» PROBLEM:
Print the records below word for word, beginning with the first line and ending once the line containing "[locate] the white painted" is printed.

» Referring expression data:

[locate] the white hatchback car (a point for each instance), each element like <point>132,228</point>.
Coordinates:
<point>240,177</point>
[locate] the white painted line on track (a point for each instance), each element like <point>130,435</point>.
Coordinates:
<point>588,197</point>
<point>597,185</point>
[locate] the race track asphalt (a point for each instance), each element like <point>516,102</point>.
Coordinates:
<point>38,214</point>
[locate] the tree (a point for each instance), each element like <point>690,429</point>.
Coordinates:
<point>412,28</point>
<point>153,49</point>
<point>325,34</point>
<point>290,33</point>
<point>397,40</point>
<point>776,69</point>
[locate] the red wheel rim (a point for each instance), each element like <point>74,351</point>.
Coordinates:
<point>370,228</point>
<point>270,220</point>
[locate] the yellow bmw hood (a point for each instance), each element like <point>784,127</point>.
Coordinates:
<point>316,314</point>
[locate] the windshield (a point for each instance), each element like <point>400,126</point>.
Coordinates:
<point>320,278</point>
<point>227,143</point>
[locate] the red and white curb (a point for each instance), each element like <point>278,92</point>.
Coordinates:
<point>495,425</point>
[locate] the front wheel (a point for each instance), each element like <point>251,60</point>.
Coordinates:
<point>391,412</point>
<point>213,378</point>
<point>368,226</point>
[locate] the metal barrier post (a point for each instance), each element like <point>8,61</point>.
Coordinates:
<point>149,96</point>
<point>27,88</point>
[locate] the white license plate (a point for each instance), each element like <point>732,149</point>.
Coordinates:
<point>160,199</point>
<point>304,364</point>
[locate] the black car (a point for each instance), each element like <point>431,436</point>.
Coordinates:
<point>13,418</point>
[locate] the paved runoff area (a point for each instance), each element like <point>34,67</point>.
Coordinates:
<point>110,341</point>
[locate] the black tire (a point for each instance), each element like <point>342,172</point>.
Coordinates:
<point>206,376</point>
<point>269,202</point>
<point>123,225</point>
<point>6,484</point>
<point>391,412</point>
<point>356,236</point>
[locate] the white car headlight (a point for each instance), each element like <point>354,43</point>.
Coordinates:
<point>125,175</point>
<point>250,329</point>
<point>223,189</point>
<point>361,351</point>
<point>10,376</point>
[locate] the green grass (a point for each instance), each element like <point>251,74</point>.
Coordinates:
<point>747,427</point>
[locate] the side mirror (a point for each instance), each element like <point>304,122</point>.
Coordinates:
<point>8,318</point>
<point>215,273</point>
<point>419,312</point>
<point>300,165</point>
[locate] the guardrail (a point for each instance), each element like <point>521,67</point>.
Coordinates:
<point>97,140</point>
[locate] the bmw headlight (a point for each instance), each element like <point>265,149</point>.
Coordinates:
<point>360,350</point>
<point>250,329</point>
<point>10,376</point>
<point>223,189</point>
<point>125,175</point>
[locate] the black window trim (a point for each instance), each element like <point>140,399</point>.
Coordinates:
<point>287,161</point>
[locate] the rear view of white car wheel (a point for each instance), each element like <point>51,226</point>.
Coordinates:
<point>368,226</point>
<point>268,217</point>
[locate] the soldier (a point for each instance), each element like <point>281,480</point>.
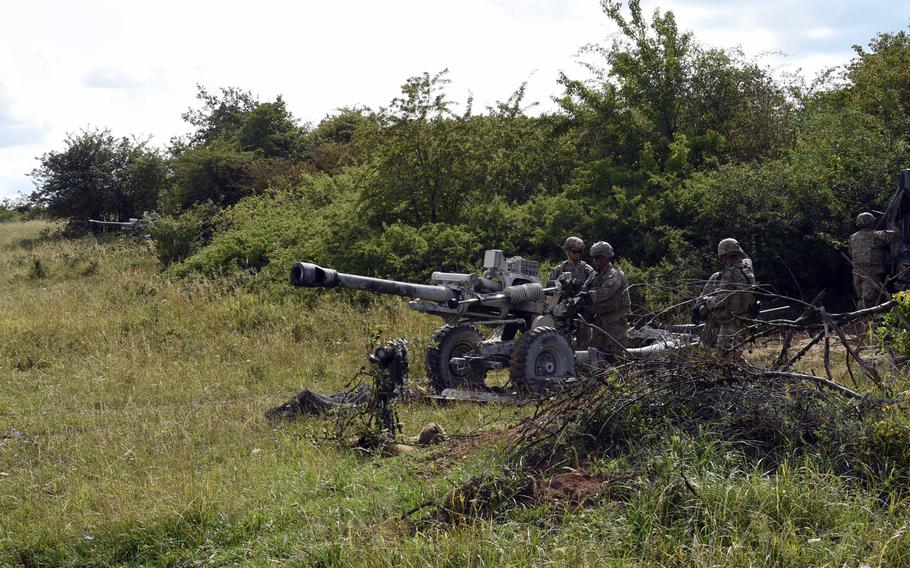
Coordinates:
<point>726,297</point>
<point>868,261</point>
<point>605,297</point>
<point>580,269</point>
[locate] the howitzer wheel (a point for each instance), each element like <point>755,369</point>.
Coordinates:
<point>541,354</point>
<point>447,342</point>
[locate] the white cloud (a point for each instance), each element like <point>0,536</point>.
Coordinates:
<point>820,33</point>
<point>133,67</point>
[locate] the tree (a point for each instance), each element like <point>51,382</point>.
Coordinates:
<point>99,176</point>
<point>416,147</point>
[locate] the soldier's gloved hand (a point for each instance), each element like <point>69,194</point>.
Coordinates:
<point>754,309</point>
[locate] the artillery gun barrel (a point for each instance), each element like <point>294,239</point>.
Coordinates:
<point>307,275</point>
<point>517,294</point>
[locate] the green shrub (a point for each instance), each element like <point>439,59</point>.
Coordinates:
<point>181,236</point>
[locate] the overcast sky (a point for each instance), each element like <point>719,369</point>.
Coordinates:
<point>132,67</point>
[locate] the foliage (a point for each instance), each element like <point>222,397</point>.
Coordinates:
<point>99,176</point>
<point>893,330</point>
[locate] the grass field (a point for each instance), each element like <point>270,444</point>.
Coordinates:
<point>132,434</point>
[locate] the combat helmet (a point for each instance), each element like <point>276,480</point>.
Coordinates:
<point>864,219</point>
<point>573,243</point>
<point>601,248</point>
<point>728,246</point>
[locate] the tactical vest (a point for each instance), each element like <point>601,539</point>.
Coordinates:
<point>581,271</point>
<point>619,305</point>
<point>739,277</point>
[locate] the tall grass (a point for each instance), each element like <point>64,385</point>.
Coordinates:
<point>132,433</point>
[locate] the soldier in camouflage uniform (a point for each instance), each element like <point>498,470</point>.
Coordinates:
<point>726,297</point>
<point>868,260</point>
<point>606,301</point>
<point>580,269</point>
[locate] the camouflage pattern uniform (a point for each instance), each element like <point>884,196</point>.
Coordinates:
<point>610,307</point>
<point>868,260</point>
<point>580,270</point>
<point>726,298</point>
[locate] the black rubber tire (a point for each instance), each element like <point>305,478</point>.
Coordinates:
<point>452,341</point>
<point>542,353</point>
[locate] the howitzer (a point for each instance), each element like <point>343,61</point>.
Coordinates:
<point>529,336</point>
<point>138,227</point>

» COMPLETED EXERCISE:
[locate] the white hatchback car (a point for each instance), each element like <point>132,228</point>.
Coordinates:
<point>240,177</point>
[locate] the white painted line on track (a point for each instance), each element like <point>130,435</point>.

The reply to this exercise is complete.